(Excerpt):
Diane L. Magyary, ARNP, PhD
Professor, Child/Adolescent Psychiatric Nurse Practitioner
Psychosocial & Community Health
Box 357263
University of Washington
Seattle, WA 98195-7263

Email: magyary@u.washington.edu


 

Diane graduated from the University of Washington in 1982 by completing her Postdoctoral Fellow in Nursing. She has an extensive background: Educational Psychology, Child Counseling, Development and School Psychology, and Maternal-Child Nursing.

Her interests include: (1) Children and adolescents with special health care needs as defined by environmental, psychosocial, and/or biological risk/comorbidity factors. (2) Community based prevention and intervention programs and collaborative therapeutic approaches for children/ adolescents and their families. (3) Diversity as expressed through culture, race, ethnicity, SES, and gender. (4) Clinical Outcome studies, research design and various methodologies to examine differential treatment effects, individual differences and cost effectiveness. (5) Child/adolescent development with particular emphasis on the sense of self in relation to gender issues.

(Required action):
Write what comes next in the faculty profile of Diane L. Magyary, starting after its final sentence. These entries are not needed for the work on the profile.

[Collected data]
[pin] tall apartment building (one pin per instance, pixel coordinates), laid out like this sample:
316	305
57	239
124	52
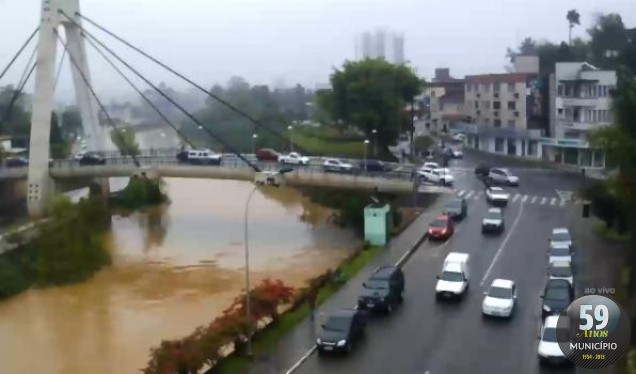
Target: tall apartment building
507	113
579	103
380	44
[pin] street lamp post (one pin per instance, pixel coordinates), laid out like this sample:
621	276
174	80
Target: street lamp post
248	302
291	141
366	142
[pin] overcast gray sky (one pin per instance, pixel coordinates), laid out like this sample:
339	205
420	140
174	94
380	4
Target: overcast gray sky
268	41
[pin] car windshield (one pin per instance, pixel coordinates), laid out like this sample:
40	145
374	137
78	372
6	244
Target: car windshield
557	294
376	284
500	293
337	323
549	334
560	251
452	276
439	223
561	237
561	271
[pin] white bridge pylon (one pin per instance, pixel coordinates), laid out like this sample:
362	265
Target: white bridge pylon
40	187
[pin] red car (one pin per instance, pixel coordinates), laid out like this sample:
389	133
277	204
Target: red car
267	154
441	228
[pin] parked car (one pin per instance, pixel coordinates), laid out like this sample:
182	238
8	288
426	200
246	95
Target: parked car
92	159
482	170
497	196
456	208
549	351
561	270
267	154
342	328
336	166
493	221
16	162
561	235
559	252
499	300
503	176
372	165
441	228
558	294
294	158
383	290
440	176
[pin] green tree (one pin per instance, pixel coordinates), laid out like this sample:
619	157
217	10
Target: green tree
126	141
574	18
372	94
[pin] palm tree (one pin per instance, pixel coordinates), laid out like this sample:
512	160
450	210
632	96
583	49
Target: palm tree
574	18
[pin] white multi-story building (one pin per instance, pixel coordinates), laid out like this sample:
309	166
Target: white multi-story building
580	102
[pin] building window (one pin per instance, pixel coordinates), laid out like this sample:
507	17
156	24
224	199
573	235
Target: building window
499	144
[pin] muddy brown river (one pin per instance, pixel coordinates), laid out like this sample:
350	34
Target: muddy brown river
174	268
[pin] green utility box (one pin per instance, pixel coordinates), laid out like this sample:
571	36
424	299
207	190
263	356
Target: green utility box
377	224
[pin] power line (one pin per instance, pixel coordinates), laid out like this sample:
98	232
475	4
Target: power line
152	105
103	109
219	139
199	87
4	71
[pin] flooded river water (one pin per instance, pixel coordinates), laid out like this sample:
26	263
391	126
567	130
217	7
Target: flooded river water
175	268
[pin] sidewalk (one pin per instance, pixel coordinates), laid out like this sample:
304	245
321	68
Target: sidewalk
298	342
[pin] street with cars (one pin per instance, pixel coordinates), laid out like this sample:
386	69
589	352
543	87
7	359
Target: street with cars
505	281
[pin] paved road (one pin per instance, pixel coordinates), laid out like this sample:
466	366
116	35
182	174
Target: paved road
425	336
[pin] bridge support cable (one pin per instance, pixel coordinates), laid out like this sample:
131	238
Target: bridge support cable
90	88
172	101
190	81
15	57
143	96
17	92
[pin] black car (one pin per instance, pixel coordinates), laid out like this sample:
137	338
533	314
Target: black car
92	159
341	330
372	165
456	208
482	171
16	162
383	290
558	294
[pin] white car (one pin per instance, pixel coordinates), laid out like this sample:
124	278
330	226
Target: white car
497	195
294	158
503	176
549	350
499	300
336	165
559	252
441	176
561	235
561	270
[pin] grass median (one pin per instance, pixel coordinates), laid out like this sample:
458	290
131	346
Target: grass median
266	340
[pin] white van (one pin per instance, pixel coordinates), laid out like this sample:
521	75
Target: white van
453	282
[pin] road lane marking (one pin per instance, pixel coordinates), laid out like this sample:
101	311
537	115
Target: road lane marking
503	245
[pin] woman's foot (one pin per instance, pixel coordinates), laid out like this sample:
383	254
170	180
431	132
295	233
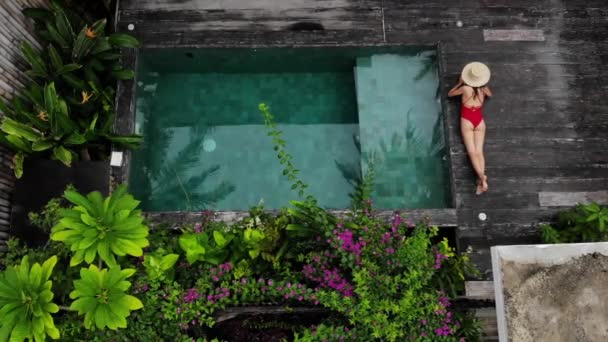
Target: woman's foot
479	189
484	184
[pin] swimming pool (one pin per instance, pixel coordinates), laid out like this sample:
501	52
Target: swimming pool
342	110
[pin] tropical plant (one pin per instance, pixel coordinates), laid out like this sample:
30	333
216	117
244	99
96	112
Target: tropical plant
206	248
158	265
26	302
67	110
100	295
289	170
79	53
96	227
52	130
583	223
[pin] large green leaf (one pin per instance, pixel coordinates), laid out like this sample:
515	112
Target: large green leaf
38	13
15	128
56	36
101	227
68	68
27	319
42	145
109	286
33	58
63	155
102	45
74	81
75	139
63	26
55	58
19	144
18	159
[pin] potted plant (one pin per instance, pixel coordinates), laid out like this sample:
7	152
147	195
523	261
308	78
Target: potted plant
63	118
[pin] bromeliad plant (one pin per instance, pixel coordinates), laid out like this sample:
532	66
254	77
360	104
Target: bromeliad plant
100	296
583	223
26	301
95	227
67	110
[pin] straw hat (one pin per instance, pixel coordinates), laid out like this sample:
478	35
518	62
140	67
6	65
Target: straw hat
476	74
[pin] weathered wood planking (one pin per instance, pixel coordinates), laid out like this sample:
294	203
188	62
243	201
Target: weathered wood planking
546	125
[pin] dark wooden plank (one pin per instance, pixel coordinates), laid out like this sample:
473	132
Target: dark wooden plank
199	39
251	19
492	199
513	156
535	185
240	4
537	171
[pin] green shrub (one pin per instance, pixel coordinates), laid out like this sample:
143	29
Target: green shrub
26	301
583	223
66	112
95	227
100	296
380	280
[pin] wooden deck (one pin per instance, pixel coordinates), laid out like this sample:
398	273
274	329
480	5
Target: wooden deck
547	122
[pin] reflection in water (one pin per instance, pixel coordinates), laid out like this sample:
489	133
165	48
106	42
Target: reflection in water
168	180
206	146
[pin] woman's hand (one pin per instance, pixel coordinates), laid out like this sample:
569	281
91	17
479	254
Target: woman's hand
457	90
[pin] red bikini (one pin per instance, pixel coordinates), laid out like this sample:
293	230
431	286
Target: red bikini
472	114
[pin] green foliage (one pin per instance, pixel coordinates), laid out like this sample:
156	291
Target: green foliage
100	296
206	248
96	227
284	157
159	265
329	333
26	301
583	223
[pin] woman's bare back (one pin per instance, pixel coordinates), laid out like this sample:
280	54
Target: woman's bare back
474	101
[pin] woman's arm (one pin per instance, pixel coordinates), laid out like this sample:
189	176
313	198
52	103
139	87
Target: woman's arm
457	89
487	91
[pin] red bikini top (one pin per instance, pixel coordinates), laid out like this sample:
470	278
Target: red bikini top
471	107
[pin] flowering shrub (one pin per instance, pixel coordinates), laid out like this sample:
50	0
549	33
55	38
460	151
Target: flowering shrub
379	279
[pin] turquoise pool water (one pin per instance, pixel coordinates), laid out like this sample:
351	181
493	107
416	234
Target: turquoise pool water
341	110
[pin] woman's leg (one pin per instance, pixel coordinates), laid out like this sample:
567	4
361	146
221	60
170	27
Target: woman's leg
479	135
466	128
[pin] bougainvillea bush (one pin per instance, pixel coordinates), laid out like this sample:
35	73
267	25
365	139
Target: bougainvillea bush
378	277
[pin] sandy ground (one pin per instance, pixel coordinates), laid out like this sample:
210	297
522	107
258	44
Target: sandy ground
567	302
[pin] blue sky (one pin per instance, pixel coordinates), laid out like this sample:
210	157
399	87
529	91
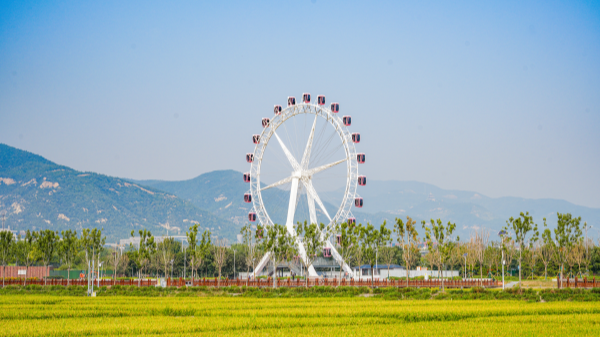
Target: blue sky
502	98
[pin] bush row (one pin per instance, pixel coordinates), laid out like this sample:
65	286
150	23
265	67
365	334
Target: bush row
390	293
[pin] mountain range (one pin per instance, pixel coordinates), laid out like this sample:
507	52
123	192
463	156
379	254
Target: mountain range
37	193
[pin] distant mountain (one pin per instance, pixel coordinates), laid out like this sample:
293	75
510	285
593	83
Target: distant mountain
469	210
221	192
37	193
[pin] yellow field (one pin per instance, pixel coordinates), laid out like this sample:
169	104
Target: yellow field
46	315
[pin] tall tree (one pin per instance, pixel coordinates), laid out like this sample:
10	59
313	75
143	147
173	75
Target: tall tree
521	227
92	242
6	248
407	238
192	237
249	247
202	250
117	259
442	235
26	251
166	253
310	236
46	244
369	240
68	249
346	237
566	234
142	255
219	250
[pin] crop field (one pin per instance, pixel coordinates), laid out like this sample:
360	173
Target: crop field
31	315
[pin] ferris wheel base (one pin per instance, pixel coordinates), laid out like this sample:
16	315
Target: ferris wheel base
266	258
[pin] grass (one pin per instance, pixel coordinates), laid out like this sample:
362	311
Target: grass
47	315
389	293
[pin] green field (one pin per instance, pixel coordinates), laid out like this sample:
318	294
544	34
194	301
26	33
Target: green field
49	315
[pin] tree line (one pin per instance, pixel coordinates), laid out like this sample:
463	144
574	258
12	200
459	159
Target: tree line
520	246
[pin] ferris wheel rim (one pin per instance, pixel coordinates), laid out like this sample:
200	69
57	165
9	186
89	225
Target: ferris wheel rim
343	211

==

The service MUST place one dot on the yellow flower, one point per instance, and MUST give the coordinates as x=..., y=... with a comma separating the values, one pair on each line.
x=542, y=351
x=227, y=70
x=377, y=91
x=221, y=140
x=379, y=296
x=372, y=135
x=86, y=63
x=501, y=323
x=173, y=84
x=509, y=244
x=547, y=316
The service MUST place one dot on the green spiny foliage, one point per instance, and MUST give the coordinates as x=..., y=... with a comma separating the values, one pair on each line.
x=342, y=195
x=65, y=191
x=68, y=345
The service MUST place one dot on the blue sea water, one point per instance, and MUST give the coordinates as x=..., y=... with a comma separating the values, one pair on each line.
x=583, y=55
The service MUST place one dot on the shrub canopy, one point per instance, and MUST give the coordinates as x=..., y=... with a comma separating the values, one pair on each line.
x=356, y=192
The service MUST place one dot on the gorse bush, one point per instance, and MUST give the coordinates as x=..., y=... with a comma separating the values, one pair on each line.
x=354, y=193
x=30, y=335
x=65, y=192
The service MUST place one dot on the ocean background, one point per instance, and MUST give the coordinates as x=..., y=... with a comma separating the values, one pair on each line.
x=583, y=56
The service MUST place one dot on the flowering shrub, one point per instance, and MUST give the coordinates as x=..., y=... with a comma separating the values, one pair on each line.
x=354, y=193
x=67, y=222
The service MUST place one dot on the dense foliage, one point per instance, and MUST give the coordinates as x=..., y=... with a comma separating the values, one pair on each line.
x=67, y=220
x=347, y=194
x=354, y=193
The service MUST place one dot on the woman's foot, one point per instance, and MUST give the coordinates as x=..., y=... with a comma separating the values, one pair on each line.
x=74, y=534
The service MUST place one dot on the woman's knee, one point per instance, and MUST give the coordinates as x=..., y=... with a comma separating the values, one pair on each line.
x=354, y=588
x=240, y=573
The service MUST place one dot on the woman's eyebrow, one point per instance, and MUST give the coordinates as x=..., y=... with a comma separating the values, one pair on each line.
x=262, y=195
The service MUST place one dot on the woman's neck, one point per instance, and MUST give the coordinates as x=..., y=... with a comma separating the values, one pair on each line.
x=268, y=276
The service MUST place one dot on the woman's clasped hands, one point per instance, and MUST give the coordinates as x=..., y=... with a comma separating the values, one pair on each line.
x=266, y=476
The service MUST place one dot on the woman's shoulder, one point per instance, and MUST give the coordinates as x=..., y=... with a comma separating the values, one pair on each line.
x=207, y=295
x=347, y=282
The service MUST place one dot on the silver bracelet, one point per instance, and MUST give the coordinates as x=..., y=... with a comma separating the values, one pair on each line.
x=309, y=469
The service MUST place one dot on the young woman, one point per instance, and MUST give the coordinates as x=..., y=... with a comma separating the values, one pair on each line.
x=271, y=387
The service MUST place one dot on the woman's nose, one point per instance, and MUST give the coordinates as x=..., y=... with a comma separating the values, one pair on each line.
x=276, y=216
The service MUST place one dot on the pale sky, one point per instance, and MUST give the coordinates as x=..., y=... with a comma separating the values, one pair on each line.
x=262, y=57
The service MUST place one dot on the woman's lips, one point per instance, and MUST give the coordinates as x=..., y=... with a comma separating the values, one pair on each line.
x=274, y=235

(Answer to the problem):
She is currently the Project Director who was one of 2 authors who conceptualized and wrote the competitive renewal of MCHB/ HRSA funded Nursing Training Grant, June 1998 to June 2003). "Nursing Leadership Enhancement for Culturally Competent Care: Children and Adolescents with Special Health Care Needs, Families and Communities." She continues to development an ongoing implementation of a research evaluation design that generated an extensive 6 year follow-up data base on 26 master's and 6 doctoral graduates documenting their leadership contributions toward nursing and health care. Evaluation Protocol was noted by MCHB as an exemplar for other MCHB training grants. Graduate students are influencing health care in a variety of ways such as the development/ evaluation of new nursing positions within health care systems, development of creative community based programs, elected leadership positions on Advisory Boards, Professional Organizations, etc., dissemination of knowledge through publications, presentations, etc. and the involvement in clinical research projects due to these projects.